**ЗАДАНИЯ**
1 - Чем, согласно тексту о переселении душ, являются мытарства теней в аду Данте?
2 - Выпишите каждую строку, где встречается слово «grass». Регистр букв учитывается.

Все механическое меняется с мельчайшим изменением своих частей, ибо в нем нет реального внутреннего единства, скрепляющего все элементы. Если после изменения частей такой механизм по каким-либо терминологическим соображениям и продолжают называть «единым», то, в сущности, забывают, что имеют перед собой не то же единство, а совершенно иное. Совсем другое дело - живое или, точнее, одушевленное существо.
Тут мы представляем себе, что оно могло бы не только иначе действовать, но даже быть совершенно иным, не теряя своей тождественности, ибо в нем все переживания связаны определенным «я», пребывающим все время по ту сторону всех отдельных содержаний и действий. Оттого и можно, пожалуй, только по отношению к человеку утверждать, что он мог бы стать иным, чем он стал; всякое другое существо перестало бы быть в таком случае самим собою. Очевидно, что именно в этом пункте скрещиваются проблемы свободы и личности («я»); лишь он проясняет, почему полярности и отчужденности разнообразных настроений и судеб, решений и чувств представляют собой разностремящиеся качания маятника, который ведь тоже подвешен к одной неподвижной точке.
Если перейти теперь от такого рассмотрения действительности к вопросу о переселении душ, то станет ясно, что это учение отражает все ту же действительность, но только в преувеличенном виде. Главную загадочность жизни, особенно всего, что собрано в душе (тот факт, что каждое существо ежеминутно иное и постоянно все то же), оно, в сущности, только растягивает удалением друг от друга отдельных моментов жизни. Если же рассмотреть то же отношение с точки зрения веры в переселение душ, то мы должны будем в каждой жизни видеть аббревиатуру по бесконечности времен и форм разлившейся души. Так, индивидуальная жизнь не раз рассматривалась как явление жизни родовой, и каждый новый день во всех созвучиях счастья и страдания, во всех переливах силы и слабости, заполненности и пустоты часов, во всей его смене творчества и восприятия, как миниатюра целостной жизни. Все тела, сквозь которые проходит душа, являются, таким образом, только материали- зациями тех состояний, которые она сама создает и претерпевает; так, мытарства теней в аду Данте являются образами мук, которые душа пережила во время своего земного существования. Судьба души между отдельным рождением и отдельной смертью и ее же судьба между первым рождением и последнею смертью, которая устанавливает учение о переселении душ, взаимно символизируют друг друга.

[Записи разметки для сегментации]
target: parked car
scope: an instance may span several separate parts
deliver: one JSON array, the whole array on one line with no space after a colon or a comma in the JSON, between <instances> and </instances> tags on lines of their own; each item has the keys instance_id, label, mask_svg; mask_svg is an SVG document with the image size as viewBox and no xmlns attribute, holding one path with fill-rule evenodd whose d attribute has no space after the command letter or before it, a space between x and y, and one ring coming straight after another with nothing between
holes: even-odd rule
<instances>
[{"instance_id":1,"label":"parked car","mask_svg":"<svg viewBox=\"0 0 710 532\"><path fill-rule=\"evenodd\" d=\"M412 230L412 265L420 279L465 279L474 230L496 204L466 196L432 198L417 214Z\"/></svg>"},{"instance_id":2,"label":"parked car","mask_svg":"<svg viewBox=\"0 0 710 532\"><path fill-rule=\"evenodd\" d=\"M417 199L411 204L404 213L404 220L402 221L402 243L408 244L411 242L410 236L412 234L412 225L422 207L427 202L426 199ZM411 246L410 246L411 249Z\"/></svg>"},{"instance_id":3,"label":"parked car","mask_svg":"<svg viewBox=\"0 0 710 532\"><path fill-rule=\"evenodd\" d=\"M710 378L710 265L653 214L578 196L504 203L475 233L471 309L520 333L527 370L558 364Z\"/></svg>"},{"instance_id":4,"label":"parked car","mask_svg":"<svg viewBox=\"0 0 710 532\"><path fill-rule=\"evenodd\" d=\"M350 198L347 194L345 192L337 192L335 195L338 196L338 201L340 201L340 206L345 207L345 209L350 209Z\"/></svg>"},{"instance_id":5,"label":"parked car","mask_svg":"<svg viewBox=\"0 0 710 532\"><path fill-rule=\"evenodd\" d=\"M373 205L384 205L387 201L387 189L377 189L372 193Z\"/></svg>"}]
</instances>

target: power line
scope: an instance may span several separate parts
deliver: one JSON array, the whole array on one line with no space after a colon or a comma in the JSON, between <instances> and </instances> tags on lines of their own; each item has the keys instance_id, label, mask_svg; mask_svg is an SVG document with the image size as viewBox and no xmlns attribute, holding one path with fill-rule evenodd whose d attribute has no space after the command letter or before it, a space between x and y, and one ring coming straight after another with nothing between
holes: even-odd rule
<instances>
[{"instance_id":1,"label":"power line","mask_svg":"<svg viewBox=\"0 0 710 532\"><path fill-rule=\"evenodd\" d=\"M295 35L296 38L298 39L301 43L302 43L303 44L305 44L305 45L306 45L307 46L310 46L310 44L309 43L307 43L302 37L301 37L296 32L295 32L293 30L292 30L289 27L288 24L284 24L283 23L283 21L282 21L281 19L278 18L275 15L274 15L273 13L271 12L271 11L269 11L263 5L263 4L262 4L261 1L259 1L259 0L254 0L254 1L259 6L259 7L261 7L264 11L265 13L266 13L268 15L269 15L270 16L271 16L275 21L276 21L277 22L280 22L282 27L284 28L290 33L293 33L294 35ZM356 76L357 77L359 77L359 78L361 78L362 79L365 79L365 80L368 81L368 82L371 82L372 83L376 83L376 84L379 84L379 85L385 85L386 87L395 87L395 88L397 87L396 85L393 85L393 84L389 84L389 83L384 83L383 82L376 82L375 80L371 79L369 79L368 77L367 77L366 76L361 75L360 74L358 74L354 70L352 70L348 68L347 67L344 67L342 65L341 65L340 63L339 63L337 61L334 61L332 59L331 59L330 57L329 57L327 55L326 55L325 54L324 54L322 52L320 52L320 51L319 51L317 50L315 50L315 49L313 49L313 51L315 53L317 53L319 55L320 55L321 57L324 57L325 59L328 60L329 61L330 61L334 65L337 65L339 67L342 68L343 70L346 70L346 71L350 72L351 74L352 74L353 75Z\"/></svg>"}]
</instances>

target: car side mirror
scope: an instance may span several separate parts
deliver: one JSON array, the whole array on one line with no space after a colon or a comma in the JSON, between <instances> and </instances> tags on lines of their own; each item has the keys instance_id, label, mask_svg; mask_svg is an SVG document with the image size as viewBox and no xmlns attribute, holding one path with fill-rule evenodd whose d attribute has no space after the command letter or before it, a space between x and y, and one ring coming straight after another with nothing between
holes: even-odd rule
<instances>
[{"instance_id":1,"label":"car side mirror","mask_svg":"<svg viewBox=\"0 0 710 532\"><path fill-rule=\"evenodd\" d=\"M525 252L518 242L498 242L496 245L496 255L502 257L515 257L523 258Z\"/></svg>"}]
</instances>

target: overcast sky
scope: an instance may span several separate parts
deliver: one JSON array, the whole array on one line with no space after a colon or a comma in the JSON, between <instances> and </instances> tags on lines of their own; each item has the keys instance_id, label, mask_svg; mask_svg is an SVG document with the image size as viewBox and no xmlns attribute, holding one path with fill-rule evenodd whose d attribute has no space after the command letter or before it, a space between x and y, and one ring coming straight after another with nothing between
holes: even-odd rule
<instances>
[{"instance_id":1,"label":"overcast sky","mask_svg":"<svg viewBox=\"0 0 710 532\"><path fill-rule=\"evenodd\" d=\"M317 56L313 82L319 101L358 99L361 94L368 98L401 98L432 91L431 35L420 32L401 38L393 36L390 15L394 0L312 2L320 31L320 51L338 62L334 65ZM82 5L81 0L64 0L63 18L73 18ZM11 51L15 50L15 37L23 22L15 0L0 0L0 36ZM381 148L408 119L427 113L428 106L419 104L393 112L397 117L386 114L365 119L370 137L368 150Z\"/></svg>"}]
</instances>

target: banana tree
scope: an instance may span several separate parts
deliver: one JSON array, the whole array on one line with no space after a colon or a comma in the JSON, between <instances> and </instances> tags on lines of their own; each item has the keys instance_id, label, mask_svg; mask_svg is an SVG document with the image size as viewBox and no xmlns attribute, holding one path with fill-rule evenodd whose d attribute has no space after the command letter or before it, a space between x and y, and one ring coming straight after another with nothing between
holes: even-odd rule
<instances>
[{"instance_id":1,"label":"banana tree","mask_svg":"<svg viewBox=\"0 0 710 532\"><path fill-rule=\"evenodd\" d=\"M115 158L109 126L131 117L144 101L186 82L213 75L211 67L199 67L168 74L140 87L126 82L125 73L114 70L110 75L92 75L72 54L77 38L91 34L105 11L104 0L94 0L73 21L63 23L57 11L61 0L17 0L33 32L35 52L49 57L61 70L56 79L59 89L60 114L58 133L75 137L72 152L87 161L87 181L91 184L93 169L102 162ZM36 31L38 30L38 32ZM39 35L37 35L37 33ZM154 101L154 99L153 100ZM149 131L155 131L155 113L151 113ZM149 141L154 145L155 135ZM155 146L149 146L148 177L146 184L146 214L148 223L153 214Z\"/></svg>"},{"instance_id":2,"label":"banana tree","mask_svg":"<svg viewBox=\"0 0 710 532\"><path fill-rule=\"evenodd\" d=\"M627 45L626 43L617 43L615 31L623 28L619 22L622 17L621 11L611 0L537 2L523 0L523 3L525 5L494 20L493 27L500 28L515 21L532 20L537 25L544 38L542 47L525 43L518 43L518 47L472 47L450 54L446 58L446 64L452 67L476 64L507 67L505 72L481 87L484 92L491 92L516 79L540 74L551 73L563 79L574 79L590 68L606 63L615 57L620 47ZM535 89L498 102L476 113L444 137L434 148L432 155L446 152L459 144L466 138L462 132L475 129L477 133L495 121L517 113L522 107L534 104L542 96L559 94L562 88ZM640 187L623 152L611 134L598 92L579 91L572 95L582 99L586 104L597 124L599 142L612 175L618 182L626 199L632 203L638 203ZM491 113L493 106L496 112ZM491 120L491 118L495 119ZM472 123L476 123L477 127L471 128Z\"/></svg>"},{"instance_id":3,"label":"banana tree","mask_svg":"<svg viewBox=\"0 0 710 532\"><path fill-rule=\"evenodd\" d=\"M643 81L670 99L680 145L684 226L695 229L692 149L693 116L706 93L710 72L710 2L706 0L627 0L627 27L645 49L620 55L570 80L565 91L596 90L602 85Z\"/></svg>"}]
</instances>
==
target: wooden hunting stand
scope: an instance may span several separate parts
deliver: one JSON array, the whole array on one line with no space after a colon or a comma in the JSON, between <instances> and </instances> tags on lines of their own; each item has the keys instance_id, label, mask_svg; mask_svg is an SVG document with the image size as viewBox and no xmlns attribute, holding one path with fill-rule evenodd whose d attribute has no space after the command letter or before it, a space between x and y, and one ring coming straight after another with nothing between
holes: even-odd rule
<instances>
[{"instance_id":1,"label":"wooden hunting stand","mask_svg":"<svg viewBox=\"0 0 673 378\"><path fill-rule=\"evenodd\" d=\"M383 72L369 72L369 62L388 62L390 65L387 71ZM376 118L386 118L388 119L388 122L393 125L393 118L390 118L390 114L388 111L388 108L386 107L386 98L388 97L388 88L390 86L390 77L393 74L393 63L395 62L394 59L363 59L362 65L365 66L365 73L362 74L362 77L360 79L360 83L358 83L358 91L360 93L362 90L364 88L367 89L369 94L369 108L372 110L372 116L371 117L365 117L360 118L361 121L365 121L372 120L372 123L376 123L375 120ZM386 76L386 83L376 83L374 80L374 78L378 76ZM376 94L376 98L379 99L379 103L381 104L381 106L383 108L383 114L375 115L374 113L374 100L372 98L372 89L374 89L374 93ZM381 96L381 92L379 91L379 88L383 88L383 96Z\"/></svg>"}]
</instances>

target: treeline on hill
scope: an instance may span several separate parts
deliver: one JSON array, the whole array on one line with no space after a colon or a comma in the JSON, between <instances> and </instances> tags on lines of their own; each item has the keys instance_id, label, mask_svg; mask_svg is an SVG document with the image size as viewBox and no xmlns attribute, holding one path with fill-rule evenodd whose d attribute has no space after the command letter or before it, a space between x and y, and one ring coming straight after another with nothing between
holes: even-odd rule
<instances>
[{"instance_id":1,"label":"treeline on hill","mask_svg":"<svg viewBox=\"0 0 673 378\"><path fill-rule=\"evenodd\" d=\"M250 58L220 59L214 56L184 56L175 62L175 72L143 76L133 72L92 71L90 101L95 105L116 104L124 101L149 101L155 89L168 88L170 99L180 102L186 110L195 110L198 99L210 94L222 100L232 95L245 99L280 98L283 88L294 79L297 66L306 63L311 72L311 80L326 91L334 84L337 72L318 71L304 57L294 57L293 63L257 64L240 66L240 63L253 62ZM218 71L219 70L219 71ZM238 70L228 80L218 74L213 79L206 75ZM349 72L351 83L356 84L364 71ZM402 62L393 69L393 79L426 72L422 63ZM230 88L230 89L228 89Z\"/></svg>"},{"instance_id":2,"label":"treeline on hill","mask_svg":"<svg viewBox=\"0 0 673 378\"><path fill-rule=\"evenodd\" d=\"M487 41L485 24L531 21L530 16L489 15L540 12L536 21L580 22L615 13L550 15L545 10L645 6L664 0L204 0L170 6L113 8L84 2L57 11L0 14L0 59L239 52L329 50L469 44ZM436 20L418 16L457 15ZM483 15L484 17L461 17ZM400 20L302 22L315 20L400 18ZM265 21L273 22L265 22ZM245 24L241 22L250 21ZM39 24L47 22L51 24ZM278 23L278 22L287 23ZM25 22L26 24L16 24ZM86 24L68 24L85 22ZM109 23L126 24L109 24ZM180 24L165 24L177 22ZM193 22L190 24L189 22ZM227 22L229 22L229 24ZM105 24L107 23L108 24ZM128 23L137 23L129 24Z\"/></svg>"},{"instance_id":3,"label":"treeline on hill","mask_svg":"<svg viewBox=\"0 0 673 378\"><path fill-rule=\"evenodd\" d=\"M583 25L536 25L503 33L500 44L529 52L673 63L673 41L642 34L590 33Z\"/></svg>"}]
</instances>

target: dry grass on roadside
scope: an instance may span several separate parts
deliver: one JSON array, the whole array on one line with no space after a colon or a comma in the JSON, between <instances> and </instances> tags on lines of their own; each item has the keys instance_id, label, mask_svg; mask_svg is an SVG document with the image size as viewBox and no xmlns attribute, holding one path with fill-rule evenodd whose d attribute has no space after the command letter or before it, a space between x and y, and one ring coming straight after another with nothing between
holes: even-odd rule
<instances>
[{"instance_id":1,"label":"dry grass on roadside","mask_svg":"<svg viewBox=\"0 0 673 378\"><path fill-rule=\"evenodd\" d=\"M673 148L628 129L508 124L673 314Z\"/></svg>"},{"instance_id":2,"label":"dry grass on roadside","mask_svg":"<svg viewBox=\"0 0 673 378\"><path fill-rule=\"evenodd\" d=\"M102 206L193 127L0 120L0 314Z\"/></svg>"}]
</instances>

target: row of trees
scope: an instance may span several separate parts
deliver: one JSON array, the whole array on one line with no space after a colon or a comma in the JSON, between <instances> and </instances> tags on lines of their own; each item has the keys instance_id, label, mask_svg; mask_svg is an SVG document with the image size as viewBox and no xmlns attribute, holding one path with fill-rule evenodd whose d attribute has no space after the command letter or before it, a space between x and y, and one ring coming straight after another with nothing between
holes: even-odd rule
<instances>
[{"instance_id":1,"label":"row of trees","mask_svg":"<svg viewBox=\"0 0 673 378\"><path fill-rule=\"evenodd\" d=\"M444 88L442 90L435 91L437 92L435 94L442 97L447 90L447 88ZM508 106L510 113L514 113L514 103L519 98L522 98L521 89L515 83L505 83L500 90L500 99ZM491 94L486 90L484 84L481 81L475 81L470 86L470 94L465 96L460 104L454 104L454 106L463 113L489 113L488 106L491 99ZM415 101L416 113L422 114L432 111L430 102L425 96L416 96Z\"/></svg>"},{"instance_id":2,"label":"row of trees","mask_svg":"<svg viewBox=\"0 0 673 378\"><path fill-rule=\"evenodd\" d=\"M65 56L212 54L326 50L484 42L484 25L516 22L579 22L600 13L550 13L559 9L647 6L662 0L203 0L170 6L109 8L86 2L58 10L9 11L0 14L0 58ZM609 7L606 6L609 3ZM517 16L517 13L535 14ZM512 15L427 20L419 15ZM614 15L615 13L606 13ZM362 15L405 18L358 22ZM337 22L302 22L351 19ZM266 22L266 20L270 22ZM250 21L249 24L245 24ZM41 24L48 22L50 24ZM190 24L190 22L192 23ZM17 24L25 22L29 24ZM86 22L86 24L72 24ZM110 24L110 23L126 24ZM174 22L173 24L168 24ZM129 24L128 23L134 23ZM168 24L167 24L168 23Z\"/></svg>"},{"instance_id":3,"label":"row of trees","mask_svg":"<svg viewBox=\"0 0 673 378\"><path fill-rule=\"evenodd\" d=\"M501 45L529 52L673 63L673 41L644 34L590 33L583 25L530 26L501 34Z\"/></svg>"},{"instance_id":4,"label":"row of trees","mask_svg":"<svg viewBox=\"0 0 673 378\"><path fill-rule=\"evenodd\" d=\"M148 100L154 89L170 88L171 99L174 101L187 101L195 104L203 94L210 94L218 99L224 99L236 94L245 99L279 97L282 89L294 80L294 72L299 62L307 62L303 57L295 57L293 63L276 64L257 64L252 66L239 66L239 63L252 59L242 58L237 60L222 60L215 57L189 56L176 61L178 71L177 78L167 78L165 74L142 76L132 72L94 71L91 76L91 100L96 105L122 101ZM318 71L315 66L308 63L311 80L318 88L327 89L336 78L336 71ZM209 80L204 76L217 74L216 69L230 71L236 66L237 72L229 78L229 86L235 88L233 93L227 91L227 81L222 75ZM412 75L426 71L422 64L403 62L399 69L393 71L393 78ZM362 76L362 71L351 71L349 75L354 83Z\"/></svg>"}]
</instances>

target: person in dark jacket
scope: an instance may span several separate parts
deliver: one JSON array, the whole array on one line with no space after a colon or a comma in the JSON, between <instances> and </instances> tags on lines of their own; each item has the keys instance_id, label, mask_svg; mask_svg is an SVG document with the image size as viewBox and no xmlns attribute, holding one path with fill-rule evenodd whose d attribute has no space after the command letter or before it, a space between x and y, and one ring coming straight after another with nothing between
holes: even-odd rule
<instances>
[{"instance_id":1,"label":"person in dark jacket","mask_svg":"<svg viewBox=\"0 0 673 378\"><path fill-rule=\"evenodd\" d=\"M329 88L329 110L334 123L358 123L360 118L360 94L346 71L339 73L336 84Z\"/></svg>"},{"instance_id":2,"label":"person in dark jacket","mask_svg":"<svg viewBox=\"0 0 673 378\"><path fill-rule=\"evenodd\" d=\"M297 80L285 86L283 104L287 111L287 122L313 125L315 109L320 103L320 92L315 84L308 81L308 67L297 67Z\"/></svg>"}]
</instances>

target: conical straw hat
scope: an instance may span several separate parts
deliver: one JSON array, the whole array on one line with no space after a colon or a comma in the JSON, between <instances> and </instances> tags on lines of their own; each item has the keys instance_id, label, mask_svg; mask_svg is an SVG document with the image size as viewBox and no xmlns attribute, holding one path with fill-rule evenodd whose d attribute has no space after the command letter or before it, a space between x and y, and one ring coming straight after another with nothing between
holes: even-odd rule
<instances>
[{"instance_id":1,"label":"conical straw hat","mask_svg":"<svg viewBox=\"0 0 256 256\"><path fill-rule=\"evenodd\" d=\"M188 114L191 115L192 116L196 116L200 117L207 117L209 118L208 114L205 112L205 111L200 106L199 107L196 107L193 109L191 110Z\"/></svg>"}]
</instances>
...
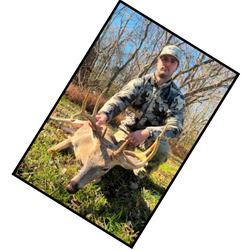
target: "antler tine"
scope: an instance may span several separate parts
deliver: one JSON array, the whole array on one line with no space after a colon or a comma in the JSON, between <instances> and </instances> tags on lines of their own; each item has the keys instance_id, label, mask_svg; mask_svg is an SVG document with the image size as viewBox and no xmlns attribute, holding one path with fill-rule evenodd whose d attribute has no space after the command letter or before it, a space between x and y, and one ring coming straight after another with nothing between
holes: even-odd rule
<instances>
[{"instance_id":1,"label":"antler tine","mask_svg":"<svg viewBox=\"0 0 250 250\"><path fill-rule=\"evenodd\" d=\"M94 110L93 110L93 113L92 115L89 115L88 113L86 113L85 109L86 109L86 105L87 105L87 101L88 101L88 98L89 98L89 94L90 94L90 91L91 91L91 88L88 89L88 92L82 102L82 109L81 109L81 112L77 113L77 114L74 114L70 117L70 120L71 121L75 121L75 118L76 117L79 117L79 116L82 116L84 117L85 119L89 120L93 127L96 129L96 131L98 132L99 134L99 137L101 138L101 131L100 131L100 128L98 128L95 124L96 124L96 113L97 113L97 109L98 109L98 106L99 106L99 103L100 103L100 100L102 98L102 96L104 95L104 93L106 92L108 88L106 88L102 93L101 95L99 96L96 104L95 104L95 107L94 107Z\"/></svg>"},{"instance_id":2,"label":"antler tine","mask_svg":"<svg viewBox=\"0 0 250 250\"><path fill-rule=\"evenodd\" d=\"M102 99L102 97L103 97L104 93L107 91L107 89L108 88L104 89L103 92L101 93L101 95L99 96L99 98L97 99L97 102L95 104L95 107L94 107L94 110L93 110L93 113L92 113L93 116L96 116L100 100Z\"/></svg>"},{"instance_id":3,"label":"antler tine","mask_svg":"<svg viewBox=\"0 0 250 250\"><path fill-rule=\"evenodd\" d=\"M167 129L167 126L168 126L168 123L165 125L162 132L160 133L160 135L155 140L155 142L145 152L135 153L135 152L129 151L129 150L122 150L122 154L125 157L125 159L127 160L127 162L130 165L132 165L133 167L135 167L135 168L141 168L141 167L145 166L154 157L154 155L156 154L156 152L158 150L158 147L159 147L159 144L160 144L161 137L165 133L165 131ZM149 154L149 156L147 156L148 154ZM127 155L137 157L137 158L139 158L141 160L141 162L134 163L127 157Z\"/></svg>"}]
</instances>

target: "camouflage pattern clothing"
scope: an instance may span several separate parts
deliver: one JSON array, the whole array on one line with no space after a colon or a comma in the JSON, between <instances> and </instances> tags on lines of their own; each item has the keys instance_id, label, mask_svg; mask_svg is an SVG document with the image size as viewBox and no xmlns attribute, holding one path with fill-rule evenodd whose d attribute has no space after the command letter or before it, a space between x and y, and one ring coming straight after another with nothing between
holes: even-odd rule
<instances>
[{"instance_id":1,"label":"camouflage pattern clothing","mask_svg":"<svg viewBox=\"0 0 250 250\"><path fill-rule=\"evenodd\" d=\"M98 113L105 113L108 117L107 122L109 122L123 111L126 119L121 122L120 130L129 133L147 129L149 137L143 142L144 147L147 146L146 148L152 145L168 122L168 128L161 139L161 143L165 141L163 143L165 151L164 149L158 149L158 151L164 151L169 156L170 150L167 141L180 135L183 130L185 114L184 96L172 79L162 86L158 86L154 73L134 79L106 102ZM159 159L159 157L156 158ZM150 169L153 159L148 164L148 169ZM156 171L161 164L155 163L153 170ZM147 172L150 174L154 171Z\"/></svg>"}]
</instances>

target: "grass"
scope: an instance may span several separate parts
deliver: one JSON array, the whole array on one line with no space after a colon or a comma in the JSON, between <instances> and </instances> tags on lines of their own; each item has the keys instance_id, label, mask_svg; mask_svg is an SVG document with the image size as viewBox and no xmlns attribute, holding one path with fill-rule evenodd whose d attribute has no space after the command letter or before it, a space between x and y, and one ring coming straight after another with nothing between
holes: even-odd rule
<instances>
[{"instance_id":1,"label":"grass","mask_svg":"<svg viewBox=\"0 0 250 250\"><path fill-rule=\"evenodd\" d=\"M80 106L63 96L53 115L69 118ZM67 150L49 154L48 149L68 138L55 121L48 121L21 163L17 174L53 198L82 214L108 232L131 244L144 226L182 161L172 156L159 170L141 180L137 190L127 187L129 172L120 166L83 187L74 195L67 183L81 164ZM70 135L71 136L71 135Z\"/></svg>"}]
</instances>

**ОТВЕТЫ**
1 - Образами мук, которые душа пережила во время своего земного существования.

2 -
target: dry grass on roadside
[{"instance_id":1,"label":"dry grass on roadside","mask_svg":"<svg viewBox=\"0 0 673 378\"><path fill-rule=\"evenodd\" d=\"M673 148L628 129L508 124L673 314Z\"/></svg>"},{"instance_id":2,"label":"dry grass on roadside","mask_svg":"<svg viewBox=\"0 0 673 378\"><path fill-rule=\"evenodd\" d=\"M102 206L193 127L0 120L0 314Z\"/></svg>"}]
target: "grass"
[{"instance_id":1,"label":"grass","mask_svg":"<svg viewBox=\"0 0 250 250\"><path fill-rule=\"evenodd\" d=\"M80 106L63 96L53 115L69 118ZM67 150L49 154L48 149L68 138L55 121L48 121L21 163L17 174L53 198L82 214L108 232L131 244L144 226L182 161L172 156L159 170L141 180L137 190L127 187L129 172L120 166L83 187L74 195L67 183L81 164ZM70 135L71 136L71 135Z\"/></svg>"}]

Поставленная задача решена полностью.